Reproduce the data exactly and drop any pictures it holds.

* start Dataset records *

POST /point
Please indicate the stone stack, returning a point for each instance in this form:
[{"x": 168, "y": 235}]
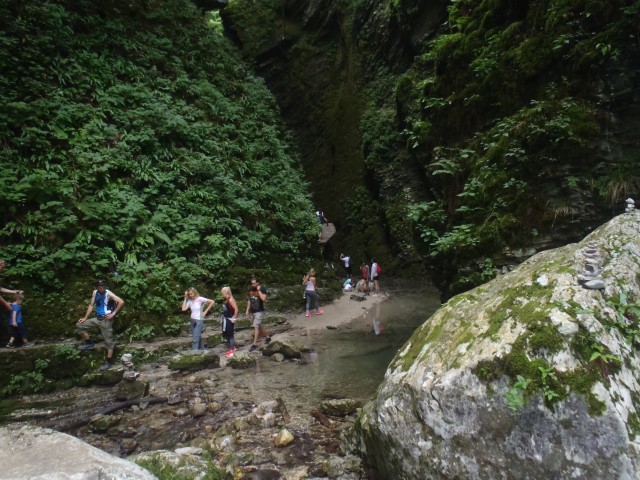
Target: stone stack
[{"x": 590, "y": 278}]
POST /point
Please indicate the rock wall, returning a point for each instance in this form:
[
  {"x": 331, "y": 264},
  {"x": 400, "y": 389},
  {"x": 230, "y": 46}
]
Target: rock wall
[
  {"x": 529, "y": 376},
  {"x": 32, "y": 453}
]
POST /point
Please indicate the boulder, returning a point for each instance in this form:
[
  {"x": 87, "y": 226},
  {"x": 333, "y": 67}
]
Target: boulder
[
  {"x": 33, "y": 452},
  {"x": 131, "y": 390},
  {"x": 520, "y": 379},
  {"x": 241, "y": 360},
  {"x": 194, "y": 360},
  {"x": 285, "y": 347},
  {"x": 339, "y": 407}
]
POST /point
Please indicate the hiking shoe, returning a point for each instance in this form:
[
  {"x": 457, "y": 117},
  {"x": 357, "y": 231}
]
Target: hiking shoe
[{"x": 106, "y": 366}]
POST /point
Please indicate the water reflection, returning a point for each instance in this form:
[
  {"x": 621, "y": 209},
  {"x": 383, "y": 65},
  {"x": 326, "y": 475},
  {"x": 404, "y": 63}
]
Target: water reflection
[{"x": 350, "y": 361}]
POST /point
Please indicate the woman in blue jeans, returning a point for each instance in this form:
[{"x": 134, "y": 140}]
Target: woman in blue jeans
[
  {"x": 310, "y": 292},
  {"x": 193, "y": 301}
]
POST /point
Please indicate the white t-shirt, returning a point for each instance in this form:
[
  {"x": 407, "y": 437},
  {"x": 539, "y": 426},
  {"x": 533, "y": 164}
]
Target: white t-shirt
[{"x": 196, "y": 307}]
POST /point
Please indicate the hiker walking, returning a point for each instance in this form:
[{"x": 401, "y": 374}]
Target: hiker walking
[
  {"x": 310, "y": 292},
  {"x": 107, "y": 305},
  {"x": 255, "y": 306},
  {"x": 193, "y": 301},
  {"x": 229, "y": 317}
]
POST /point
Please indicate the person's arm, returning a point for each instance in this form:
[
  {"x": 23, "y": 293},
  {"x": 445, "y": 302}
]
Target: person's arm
[
  {"x": 261, "y": 294},
  {"x": 210, "y": 304},
  {"x": 119, "y": 304},
  {"x": 4, "y": 303},
  {"x": 89, "y": 309},
  {"x": 6, "y": 290}
]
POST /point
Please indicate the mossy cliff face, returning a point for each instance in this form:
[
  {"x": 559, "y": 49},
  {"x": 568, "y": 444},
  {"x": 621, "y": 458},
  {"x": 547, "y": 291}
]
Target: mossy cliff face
[
  {"x": 308, "y": 55},
  {"x": 461, "y": 135},
  {"x": 528, "y": 376}
]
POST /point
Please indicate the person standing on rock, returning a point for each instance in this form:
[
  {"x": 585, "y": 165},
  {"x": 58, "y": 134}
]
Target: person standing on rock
[
  {"x": 107, "y": 305},
  {"x": 6, "y": 290},
  {"x": 193, "y": 301},
  {"x": 229, "y": 316},
  {"x": 375, "y": 275},
  {"x": 366, "y": 275},
  {"x": 255, "y": 306},
  {"x": 16, "y": 324},
  {"x": 311, "y": 293},
  {"x": 347, "y": 264}
]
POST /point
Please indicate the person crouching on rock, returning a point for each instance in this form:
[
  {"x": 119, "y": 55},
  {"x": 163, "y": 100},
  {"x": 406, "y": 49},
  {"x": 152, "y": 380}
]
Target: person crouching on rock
[
  {"x": 107, "y": 305},
  {"x": 229, "y": 317},
  {"x": 193, "y": 301}
]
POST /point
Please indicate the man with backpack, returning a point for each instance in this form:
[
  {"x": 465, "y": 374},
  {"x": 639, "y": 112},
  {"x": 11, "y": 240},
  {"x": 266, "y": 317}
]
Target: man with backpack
[
  {"x": 107, "y": 305},
  {"x": 375, "y": 274}
]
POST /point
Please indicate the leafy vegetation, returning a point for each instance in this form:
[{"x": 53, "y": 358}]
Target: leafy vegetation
[
  {"x": 507, "y": 114},
  {"x": 134, "y": 145}
]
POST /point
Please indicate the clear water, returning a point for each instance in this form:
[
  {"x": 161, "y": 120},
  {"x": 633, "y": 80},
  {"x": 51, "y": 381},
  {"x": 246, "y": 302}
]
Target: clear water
[{"x": 346, "y": 363}]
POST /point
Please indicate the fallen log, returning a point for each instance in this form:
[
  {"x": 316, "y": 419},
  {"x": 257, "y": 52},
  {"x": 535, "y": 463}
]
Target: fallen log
[
  {"x": 80, "y": 422},
  {"x": 283, "y": 410}
]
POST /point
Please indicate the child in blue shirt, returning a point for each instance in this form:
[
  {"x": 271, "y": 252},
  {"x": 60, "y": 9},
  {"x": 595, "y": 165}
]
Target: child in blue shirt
[{"x": 17, "y": 327}]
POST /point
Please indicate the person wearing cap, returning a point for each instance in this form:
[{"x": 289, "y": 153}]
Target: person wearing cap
[{"x": 103, "y": 300}]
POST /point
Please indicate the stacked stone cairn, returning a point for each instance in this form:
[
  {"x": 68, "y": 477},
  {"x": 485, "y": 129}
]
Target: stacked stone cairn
[
  {"x": 590, "y": 278},
  {"x": 631, "y": 205}
]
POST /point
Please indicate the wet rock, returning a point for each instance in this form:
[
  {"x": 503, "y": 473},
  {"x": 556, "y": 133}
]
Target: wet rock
[
  {"x": 197, "y": 408},
  {"x": 285, "y": 347},
  {"x": 108, "y": 377},
  {"x": 188, "y": 451},
  {"x": 128, "y": 446},
  {"x": 277, "y": 357},
  {"x": 341, "y": 467},
  {"x": 214, "y": 407},
  {"x": 283, "y": 438},
  {"x": 181, "y": 412},
  {"x": 241, "y": 360},
  {"x": 130, "y": 390},
  {"x": 262, "y": 475},
  {"x": 174, "y": 465},
  {"x": 594, "y": 285},
  {"x": 339, "y": 407},
  {"x": 443, "y": 415},
  {"x": 194, "y": 360},
  {"x": 42, "y": 453},
  {"x": 102, "y": 423}
]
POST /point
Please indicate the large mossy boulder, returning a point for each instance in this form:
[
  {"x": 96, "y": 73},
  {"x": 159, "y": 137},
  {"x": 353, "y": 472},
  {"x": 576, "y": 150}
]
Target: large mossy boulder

* end Dataset records *

[Completed exercise]
POST /point
Please indicate the stone stack, returning a point for each instance in this form:
[{"x": 168, "y": 235}]
Target: stone stack
[{"x": 590, "y": 278}]
POST /point
Please indicate the rock wall, returning a point for each instance in this form:
[
  {"x": 331, "y": 264},
  {"x": 400, "y": 389},
  {"x": 230, "y": 46}
]
Target: rock wall
[
  {"x": 529, "y": 376},
  {"x": 32, "y": 453}
]
POST /point
Please indicate the boulder, returning a point for each instance in this form:
[
  {"x": 87, "y": 226},
  {"x": 333, "y": 67}
]
Target: boulder
[
  {"x": 33, "y": 452},
  {"x": 131, "y": 390},
  {"x": 520, "y": 379},
  {"x": 241, "y": 360},
  {"x": 194, "y": 360},
  {"x": 285, "y": 347},
  {"x": 339, "y": 407}
]
POST /point
Please indicate the hiking shoe, returning a point for each instance in this form:
[
  {"x": 457, "y": 117},
  {"x": 357, "y": 231}
]
Target: hiking shoe
[{"x": 106, "y": 366}]
POST /point
Please indicate the water reflection, returning a point for each instance in this form:
[
  {"x": 621, "y": 209},
  {"x": 383, "y": 65},
  {"x": 326, "y": 475},
  {"x": 404, "y": 63}
]
Target: water reflection
[{"x": 350, "y": 361}]
POST /point
Please indicate the woman in blue jeans, returning a point for each instance in this form:
[{"x": 134, "y": 140}]
Target: woman in blue jeans
[
  {"x": 310, "y": 292},
  {"x": 193, "y": 301}
]
POST /point
Please indicate the white t-shirt, returning a point for each instance in this form:
[
  {"x": 407, "y": 437},
  {"x": 539, "y": 426},
  {"x": 533, "y": 164}
]
Target: white t-shirt
[{"x": 196, "y": 307}]
POST /point
Please indicate the hiker walking, returning a point for each instance in this form:
[{"x": 401, "y": 374}]
Target: hiker walking
[
  {"x": 310, "y": 292},
  {"x": 107, "y": 305},
  {"x": 255, "y": 306},
  {"x": 193, "y": 301},
  {"x": 229, "y": 317}
]
POST /point
Please indicate the person's arm, returning a point for each instance in this form:
[
  {"x": 23, "y": 293},
  {"x": 445, "y": 302}
]
Target: person's arm
[
  {"x": 261, "y": 294},
  {"x": 210, "y": 304},
  {"x": 119, "y": 304},
  {"x": 4, "y": 303},
  {"x": 89, "y": 309},
  {"x": 6, "y": 290}
]
POST /point
Please indicate the mossy cliff face, returning a point for each instance in this form:
[
  {"x": 559, "y": 49},
  {"x": 568, "y": 444},
  {"x": 621, "y": 458},
  {"x": 547, "y": 291}
]
Target: mossy cliff face
[
  {"x": 308, "y": 55},
  {"x": 461, "y": 135},
  {"x": 528, "y": 376}
]
POST /point
Please indicate the person standing on rock, returning a point for each instance in this form:
[
  {"x": 585, "y": 165},
  {"x": 58, "y": 134}
]
Target: person standing on rock
[
  {"x": 107, "y": 305},
  {"x": 6, "y": 290},
  {"x": 193, "y": 301},
  {"x": 229, "y": 316},
  {"x": 375, "y": 275},
  {"x": 366, "y": 275},
  {"x": 255, "y": 306},
  {"x": 16, "y": 324},
  {"x": 311, "y": 293},
  {"x": 347, "y": 264}
]
POST /point
Please indicate the person crouching on rock, returning a point for each instance in this form:
[
  {"x": 119, "y": 55},
  {"x": 163, "y": 100},
  {"x": 406, "y": 49},
  {"x": 152, "y": 380}
]
Target: person crouching on rock
[
  {"x": 107, "y": 305},
  {"x": 229, "y": 317},
  {"x": 193, "y": 301}
]
POST /point
Please indicate the man with backpack, returning a point for each instance in this form:
[
  {"x": 465, "y": 374},
  {"x": 639, "y": 112},
  {"x": 11, "y": 240},
  {"x": 266, "y": 317}
]
Target: man with backpack
[
  {"x": 107, "y": 305},
  {"x": 375, "y": 274}
]
POST /point
Please indicate the leafy vegetation, returning a point for each instance in this form:
[{"x": 53, "y": 358}]
Target: leafy vegetation
[
  {"x": 507, "y": 114},
  {"x": 134, "y": 145}
]
POST /point
Please indicate the clear water, returning a point for each instance in this form:
[
  {"x": 161, "y": 120},
  {"x": 633, "y": 80},
  {"x": 51, "y": 381},
  {"x": 246, "y": 302}
]
Target: clear water
[{"x": 346, "y": 363}]
POST /point
Please indicate the fallen log, returning a point for each instance in this form:
[
  {"x": 316, "y": 419},
  {"x": 257, "y": 52},
  {"x": 535, "y": 463}
]
Target: fallen log
[
  {"x": 80, "y": 422},
  {"x": 283, "y": 410}
]
POST /point
Please indicate the child in blue shirt, returning a point for each instance in this form:
[
  {"x": 271, "y": 252},
  {"x": 60, "y": 9},
  {"x": 595, "y": 165}
]
Target: child in blue shirt
[{"x": 17, "y": 327}]
POST /point
Please indicate the person wearing cap, returning a point for each instance in this form:
[{"x": 289, "y": 153}]
Target: person wearing cap
[{"x": 103, "y": 300}]
POST /point
Please indicate the stacked stone cairn, returning a point for each instance in this form:
[
  {"x": 68, "y": 477},
  {"x": 485, "y": 129}
]
Target: stacked stone cairn
[
  {"x": 590, "y": 278},
  {"x": 631, "y": 205}
]
POST /point
Please indicate the wet rock, returning a point for each instance in this form:
[
  {"x": 503, "y": 473},
  {"x": 556, "y": 133}
]
Target: wet rock
[
  {"x": 197, "y": 408},
  {"x": 285, "y": 347},
  {"x": 108, "y": 377},
  {"x": 188, "y": 451},
  {"x": 128, "y": 446},
  {"x": 277, "y": 357},
  {"x": 341, "y": 467},
  {"x": 214, "y": 407},
  {"x": 283, "y": 438},
  {"x": 181, "y": 412},
  {"x": 241, "y": 360},
  {"x": 130, "y": 390},
  {"x": 262, "y": 475},
  {"x": 174, "y": 465},
  {"x": 594, "y": 285},
  {"x": 339, "y": 407},
  {"x": 443, "y": 415},
  {"x": 194, "y": 360},
  {"x": 42, "y": 453},
  {"x": 102, "y": 423}
]
POST /point
Please indicate the large mossy boulder, returning a point for each instance in this form:
[
  {"x": 96, "y": 73},
  {"x": 159, "y": 137},
  {"x": 353, "y": 472},
  {"x": 576, "y": 150}
]
Target: large mossy boulder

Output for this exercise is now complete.